[TASK SET]:
A) Can you shorten the paragraph beginning "Noah and Liam" in the Hanoi motorbike text into a brief list of its main facts?
B) Would you continue the Hanoi motorbike text from its last sentence onward, keeping its casual first-person voice?
::: TEXT SEGMENT :::
Hanoi on motorbike


This whole city is moving on motorbikes – there are more of them than people (and that’s 11M normally but apparently only 1M for Tet holiday. Wild and crazy for me anyway, so why not go all in and experience it first hand. We were going to be the passengers, sitting behind the locals on the motorbike and do a Hanoi tour for 5 hours. It was way better than I expected.

Noah and Liam (my nephews) and Petr and I were the only ones volunteering for this which was probably the right call. We lost some interest from the rest after spending a few days in the city, witnessing the motorbike chaos. Finn, our girl-guide, and 3 of her male colleagues gave us helmets, showed us how to hold on sitting behind them and off we were. For about 5 minutes I was convinced that I am going to fall off by pretty much every traffic light stop. After a first sightseeing stop, it was becoming clear that getting off and getting on is not going to be a swan lake either, more of a walrus lake.

First stop, opera – picture pose. Second stop, live animal and fresh produce markets where locals shop. A brief thought of “is this where the next covid virus comes from” did enter my mind – but again, getting on the bike without the entire market having a laughing fit overshadowed my concern. We saw some of the apartments that the communist regime used to give to people to live in which honestly were horrendously looking – but were also almost 60 years old.
::: SUPPLIED DATA :::
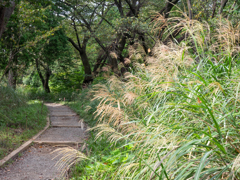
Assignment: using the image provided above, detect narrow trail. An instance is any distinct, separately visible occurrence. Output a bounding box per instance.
[0,103,86,180]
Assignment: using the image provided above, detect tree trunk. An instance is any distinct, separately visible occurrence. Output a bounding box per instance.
[43,67,51,93]
[79,49,93,84]
[212,0,217,18]
[0,0,15,38]
[218,0,228,14]
[8,69,17,90]
[187,0,192,19]
[35,59,51,93]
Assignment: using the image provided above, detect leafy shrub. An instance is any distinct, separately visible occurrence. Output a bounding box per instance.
[69,18,240,179]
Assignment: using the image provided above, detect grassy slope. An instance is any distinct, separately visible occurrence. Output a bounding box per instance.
[0,87,48,159]
[64,18,240,179]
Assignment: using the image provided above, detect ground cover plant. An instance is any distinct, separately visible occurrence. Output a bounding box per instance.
[0,85,48,159]
[59,18,240,179]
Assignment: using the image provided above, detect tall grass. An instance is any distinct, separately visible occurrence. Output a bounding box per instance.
[62,18,240,179]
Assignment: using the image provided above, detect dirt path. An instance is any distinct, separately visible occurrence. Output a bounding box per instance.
[0,103,86,180]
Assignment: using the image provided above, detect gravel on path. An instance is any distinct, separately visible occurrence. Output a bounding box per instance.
[0,103,86,180]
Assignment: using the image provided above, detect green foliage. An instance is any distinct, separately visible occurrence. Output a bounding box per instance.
[0,85,48,159]
[66,17,240,179]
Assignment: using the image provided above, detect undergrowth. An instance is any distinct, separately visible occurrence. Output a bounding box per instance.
[59,18,240,180]
[0,85,48,159]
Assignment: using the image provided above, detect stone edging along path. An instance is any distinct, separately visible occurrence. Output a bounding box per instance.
[0,103,87,180]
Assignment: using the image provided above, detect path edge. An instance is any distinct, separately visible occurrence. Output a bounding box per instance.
[0,114,50,167]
:::
[RESULTS BY TASK]:
A)
- Noah and Liam (the nephews), Petr, and the writer were the only ones who signed up for the tour.
- The others had lost interest after a few days of watching the city's motorbike chaos.
- Finn, the female guide, and three male colleagues handed out helmets, showed the group how to hold on from the back seat, and set off.
- For about the first five minutes, the writer expected to fall off at nearly every traffic-light stop.
- By the first sightseeing stop, it was clear that getting on and off would be clumsy too: "more of a walrus lake" than a swan lake.

B)
We then were going to go and visit a local family and see their apartment. I was a little apprehensive to just enter someone’s house during a holiday – we walked into an apartment of an old man who lives there with 6 other family members and sat down. He told us his story of a North Vietnam war veteran and served us some spam meat. Had to take some to be polite b/c I truly appreciated him hosting us – but it was truly inedible (we all managed to hide it pockets or bags) and then we were off. Next stop, with already aching back, the Ho Chi Min mausoleum – yes, it looks just like the Lenin one in Moscow. Our guide gave us a good propaganda story on how the country is democratic and happy and Uncle Ho is basically a god – while the state police was circulating around us suspiciously. Definition of irony. Ah, and she also mentioned that most people can’t leave the country but who would want to. And if you marry a foreigner you can’t come back – or something of that sorts – well, uncle Ho definitely got it covered. To top it, we got a good John McCain story of how the brave people of North Vietnam captured him, beat him and imprisoned him in Hilton Hanoi. Given we were out nowhere and were seriously dependent on the crew to get us back, I didn’t go anywhere with it.

By the way – you think roads and traffic – that I could handle. But the alleys where both of the side mirrors were touching the wall, no signs, no visibility – total insanity.

Are we a bit stuck? No, not at all.

All the sudden we were out of town and on a banana plantation, not kidding. Like literally a suburb of Hanoi. To top this – can you really – because at this point we were happy to be alive and me personally far ahead of my own expectations given I had all fingers, feet and my back was still intact – we drove on a fully functioning bridge (built by Eiffel) that had full in traffic of motorbikes and train in the middle – for a photo opportunity. Do I we really need this level of adrenaline? I refused to climb to the train tracks – since I could foresee about 20 different ways to get stuck or ran over – trains, bikes and automobiles, anyone? But Petr and the boys jumped on it, eagerly awaiting a training. I gladly passed on the opportunity to be the stupid tourist vignette on local news.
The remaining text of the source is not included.